» **DONNÉES DE LA TÂCHE**:
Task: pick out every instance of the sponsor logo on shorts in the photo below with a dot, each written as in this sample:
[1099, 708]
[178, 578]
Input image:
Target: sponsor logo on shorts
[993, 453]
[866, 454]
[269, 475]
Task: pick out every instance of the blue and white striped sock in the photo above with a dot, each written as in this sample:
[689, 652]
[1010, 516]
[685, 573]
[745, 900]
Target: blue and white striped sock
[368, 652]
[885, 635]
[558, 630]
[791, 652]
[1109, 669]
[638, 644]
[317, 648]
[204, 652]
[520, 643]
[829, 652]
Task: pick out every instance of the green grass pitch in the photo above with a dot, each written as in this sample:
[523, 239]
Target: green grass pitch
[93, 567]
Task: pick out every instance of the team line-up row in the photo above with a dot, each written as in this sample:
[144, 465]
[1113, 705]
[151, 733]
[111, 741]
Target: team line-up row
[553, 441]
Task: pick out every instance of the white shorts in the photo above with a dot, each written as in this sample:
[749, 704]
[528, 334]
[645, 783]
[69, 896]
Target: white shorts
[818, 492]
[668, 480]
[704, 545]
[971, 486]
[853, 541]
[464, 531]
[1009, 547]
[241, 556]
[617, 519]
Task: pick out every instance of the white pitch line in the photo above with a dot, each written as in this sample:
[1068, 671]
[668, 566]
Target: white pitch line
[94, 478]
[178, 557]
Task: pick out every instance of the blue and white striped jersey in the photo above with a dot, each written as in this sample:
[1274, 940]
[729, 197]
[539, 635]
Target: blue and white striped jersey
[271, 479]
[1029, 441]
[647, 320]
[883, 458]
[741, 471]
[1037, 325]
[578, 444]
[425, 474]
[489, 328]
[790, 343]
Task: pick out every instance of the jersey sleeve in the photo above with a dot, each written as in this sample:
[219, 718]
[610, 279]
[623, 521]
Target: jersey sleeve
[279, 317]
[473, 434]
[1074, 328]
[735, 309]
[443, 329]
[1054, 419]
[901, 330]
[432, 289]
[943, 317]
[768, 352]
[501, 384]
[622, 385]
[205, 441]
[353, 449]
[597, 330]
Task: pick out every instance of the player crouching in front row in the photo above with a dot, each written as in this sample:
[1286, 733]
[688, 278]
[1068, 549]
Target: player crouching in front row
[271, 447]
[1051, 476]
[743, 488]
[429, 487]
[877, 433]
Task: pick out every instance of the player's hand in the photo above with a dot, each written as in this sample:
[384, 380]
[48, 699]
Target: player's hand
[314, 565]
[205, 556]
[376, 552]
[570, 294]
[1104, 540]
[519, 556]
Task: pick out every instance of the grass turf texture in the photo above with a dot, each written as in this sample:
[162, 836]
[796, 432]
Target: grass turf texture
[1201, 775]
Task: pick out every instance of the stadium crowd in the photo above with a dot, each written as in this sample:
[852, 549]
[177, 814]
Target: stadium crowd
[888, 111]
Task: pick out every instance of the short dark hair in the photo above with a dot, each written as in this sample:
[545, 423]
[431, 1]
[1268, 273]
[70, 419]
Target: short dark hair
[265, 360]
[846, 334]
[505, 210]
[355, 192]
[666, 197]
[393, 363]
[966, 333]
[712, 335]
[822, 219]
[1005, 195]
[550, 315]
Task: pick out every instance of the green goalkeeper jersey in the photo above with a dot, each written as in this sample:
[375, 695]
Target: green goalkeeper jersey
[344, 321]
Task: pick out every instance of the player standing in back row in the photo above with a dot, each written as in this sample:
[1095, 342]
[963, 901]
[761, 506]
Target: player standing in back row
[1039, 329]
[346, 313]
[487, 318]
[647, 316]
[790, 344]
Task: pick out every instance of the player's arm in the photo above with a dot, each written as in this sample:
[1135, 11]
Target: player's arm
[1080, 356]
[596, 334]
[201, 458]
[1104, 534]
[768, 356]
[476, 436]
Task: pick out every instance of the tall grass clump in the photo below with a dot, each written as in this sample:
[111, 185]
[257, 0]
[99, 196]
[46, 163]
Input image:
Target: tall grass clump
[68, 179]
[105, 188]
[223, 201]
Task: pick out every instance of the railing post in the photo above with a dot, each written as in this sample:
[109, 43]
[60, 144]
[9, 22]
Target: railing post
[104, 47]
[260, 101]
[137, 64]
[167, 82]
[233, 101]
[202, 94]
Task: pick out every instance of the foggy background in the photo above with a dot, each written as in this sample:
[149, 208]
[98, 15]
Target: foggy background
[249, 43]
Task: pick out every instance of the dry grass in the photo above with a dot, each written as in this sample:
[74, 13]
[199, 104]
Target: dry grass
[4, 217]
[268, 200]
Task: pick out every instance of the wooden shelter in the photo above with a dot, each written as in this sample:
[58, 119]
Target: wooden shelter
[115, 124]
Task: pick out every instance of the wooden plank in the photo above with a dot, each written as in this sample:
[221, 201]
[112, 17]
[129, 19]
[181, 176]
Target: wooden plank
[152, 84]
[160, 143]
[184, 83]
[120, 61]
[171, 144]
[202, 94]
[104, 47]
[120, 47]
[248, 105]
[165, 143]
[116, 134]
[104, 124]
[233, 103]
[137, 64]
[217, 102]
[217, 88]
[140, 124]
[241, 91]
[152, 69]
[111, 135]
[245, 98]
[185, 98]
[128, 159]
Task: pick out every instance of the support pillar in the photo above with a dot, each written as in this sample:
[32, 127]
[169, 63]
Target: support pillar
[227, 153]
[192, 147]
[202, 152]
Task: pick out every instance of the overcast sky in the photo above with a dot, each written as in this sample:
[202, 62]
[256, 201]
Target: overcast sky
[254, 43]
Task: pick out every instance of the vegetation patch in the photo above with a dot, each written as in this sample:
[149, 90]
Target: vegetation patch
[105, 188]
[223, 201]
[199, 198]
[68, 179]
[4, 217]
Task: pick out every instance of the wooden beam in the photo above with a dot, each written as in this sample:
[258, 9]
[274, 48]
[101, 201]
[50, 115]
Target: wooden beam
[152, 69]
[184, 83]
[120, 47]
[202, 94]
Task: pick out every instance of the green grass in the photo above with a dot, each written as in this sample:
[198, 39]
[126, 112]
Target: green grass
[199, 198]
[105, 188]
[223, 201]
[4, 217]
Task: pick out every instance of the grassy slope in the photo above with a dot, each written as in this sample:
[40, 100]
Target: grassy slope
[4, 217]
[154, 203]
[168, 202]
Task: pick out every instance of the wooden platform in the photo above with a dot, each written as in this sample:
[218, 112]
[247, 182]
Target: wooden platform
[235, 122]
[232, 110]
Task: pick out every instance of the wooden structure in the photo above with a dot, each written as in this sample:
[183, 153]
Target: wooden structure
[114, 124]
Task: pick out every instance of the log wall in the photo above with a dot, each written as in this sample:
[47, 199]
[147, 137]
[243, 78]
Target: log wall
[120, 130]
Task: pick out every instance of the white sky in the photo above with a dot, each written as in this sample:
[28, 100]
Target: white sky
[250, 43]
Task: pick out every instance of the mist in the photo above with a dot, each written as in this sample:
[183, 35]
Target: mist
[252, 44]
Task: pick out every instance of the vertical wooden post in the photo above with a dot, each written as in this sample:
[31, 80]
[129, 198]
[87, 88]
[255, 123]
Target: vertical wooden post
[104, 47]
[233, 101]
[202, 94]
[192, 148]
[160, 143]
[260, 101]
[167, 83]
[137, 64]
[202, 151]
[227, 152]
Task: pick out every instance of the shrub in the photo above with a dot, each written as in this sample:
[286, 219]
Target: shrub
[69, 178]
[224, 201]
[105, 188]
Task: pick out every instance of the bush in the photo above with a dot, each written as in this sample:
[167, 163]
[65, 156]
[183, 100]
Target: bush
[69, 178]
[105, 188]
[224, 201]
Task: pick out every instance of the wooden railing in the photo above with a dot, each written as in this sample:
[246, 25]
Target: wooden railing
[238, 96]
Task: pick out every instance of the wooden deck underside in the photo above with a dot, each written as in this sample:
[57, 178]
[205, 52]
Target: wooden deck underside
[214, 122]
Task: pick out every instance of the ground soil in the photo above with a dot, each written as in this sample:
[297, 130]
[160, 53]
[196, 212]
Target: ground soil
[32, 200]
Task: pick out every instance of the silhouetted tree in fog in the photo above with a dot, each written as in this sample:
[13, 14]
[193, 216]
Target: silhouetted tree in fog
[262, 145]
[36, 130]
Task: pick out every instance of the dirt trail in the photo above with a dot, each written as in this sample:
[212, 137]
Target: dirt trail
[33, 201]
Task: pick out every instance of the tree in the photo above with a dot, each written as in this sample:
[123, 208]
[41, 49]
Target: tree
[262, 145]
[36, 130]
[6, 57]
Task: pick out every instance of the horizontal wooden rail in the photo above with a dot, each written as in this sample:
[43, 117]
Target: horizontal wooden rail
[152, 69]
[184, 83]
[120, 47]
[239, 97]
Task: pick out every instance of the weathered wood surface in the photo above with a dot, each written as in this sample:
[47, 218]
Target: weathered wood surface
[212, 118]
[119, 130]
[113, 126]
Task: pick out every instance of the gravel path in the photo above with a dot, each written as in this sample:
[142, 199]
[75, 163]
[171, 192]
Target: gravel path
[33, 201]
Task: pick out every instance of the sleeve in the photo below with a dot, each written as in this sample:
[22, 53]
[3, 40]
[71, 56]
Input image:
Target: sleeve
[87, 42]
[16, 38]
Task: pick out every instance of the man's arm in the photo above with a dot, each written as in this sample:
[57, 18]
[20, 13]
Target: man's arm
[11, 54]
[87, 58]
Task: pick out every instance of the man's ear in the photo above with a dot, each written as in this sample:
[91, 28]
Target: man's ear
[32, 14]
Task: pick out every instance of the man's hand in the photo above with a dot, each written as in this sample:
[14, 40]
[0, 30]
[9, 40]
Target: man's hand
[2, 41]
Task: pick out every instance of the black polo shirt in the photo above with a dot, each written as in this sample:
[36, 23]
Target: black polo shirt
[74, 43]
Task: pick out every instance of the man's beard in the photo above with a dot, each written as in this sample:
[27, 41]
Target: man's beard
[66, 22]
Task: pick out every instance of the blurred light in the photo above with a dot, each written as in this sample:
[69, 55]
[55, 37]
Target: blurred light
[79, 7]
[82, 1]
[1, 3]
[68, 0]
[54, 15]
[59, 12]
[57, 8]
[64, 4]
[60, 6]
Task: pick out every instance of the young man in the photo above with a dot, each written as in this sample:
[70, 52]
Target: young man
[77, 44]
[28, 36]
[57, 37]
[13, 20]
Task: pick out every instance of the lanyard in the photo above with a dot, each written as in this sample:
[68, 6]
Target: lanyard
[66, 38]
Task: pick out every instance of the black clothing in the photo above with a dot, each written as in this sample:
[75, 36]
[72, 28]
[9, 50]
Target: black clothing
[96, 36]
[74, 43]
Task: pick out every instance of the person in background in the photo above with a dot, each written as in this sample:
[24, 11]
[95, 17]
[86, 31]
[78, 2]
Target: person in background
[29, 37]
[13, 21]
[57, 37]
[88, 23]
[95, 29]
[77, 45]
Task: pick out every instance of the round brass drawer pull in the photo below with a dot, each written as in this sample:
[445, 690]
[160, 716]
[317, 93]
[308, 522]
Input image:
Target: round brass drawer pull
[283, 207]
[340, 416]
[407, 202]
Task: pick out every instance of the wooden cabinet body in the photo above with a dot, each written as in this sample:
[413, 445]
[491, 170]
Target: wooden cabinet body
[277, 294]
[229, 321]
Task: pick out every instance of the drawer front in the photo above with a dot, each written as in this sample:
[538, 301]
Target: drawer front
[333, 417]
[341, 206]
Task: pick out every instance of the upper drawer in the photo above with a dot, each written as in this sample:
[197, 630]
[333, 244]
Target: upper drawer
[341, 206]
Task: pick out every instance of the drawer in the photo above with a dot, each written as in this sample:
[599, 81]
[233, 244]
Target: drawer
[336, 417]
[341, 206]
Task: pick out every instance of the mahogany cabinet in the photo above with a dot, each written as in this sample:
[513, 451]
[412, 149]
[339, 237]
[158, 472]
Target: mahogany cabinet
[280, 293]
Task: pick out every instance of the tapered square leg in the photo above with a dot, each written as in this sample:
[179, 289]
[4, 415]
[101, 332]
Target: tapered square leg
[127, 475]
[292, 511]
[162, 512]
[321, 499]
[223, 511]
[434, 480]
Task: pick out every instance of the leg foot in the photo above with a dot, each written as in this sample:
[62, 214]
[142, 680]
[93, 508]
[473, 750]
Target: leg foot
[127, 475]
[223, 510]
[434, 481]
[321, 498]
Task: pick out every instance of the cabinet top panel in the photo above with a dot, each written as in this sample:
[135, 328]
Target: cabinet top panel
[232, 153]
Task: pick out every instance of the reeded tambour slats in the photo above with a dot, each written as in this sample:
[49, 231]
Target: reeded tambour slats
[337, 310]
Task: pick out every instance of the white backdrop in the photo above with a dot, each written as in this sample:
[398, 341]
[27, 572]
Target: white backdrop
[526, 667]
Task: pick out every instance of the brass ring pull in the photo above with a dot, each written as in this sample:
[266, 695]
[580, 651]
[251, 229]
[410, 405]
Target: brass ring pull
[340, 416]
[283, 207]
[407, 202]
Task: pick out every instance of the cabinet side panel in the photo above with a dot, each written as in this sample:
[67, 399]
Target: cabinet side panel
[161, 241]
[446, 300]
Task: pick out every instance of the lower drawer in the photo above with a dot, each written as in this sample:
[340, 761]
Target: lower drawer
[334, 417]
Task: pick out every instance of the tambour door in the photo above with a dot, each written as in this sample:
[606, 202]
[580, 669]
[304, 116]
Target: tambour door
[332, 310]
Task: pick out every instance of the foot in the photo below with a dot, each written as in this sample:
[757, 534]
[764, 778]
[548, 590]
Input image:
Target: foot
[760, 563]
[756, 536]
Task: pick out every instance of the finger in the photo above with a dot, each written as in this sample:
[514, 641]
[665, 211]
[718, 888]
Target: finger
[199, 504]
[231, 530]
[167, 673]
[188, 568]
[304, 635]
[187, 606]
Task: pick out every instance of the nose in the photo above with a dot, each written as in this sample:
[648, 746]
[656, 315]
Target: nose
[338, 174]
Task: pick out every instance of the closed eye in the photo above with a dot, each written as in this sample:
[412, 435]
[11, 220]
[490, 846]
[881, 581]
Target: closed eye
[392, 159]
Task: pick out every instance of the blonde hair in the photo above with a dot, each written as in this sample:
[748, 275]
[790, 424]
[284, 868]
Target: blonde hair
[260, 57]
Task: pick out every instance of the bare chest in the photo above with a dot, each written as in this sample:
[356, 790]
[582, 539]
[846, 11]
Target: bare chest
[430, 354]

» **VOTRE TÂCHE**: Modifiez le passage de la liste qui va de la ligne contenant « Task: pick out every instance of the finger » jusqu'à la fin de la liste : remplacez « closed eye » par « shut eye » et reproduisez tout le reste à l'identique.

» **SOLUTION COMPLÈTE**:
Task: pick out every instance of the finger in the photo above with a dot, each written as in this sample:
[514, 641]
[665, 211]
[718, 888]
Target: finger
[199, 504]
[231, 530]
[167, 673]
[188, 568]
[304, 635]
[187, 606]
Task: pick out every instance of the nose in the photo above with a dot, each written as in this sample:
[648, 746]
[656, 315]
Target: nose
[338, 174]
Task: pick out every instance of the shut eye in the photo above with a dot, each written as in this sample:
[412, 435]
[11, 220]
[490, 846]
[881, 581]
Target: shut eye
[392, 159]
Task: pick out every instance of the blonde hair in the photo above with a dot, each written as in this sample:
[748, 275]
[790, 424]
[284, 868]
Target: blonde hair
[260, 57]
Task: pick out every instance of the bare chest in the photo above with a dot, each written as in this sample:
[356, 790]
[582, 539]
[846, 11]
Target: bare chest
[430, 354]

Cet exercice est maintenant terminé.